The same solutions we considered in the case of proper names are available here, with the
same consequences. Either what is motivating the view that theoretical identities are aposteriori
is the thought that there are distinct senses associated with the natural kind terms flanking the
identity sign, or it is the thought that it is not apriori that such terms pick out the same natural
kinds. But, by parity of reasoning, neither solution appears to be compatible with the claims that
such examples are necessarily true.
In this chapter, I have been concerned with pointing out that there is a genuine puzzle that
arises in the cases of identity statements which are said to be a posteriori and necessary. The
puzzle is that given the reasons for thinking that such examples are counterexamples to the
traditional view leads to the view that there are two sentences which express the same
proposition though looking at it the one way and the other lead to different judgments as to
whether the proposition is a priori or a posteriori. In the following chapters, I aim to show that all
the alleged putative counterexamples give rise to the same puzzle.
____________
Short exercise A
From the passage on a posteriori identity statements, extract the words from "The same solutions" to "are necessarily true.".
Short exercise B
In the passage on a posteriori identity statements, what is the stated aim of the following chapters?
____________
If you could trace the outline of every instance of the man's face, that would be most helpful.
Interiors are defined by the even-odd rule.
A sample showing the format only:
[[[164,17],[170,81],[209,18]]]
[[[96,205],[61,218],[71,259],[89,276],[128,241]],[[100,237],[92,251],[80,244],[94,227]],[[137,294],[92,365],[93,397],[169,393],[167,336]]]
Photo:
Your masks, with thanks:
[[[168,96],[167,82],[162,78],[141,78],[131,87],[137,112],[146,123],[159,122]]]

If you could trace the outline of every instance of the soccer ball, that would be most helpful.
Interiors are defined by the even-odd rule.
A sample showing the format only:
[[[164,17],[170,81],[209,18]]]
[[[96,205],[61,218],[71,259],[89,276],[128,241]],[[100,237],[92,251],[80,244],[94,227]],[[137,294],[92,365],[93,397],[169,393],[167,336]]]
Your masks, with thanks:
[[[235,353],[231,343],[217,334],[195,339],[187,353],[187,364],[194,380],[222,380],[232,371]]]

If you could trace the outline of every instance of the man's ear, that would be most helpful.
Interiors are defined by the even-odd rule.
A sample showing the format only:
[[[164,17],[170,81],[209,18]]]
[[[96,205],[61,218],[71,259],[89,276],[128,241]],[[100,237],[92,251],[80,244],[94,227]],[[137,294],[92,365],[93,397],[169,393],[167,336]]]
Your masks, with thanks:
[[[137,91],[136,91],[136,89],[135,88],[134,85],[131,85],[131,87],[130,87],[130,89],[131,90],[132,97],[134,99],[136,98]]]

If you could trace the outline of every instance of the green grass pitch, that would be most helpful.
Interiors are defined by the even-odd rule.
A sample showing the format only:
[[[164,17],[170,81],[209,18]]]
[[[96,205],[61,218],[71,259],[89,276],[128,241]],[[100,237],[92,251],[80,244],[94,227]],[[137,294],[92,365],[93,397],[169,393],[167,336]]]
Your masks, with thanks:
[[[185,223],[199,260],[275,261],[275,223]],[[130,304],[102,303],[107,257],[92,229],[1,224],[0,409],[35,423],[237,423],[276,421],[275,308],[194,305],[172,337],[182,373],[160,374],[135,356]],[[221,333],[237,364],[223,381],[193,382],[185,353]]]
____________
Complete response A
The same solutions we considered in the case of proper names are available here, with the
same consequences. Either what is motivating the view that theoretical identities are aposteriori
is the thought that there are distinct senses associated with the natural kind terms flanking the
identity sign, or it is the thought that it is not apriori that such terms pick out the same natural
kinds. But, by parity of reasoning, neither solution appears to be compatible with the claims that
such examples are necessarily true.

Complete response B
To show that all the alleged putative counterexamples give rise to the same puzzle.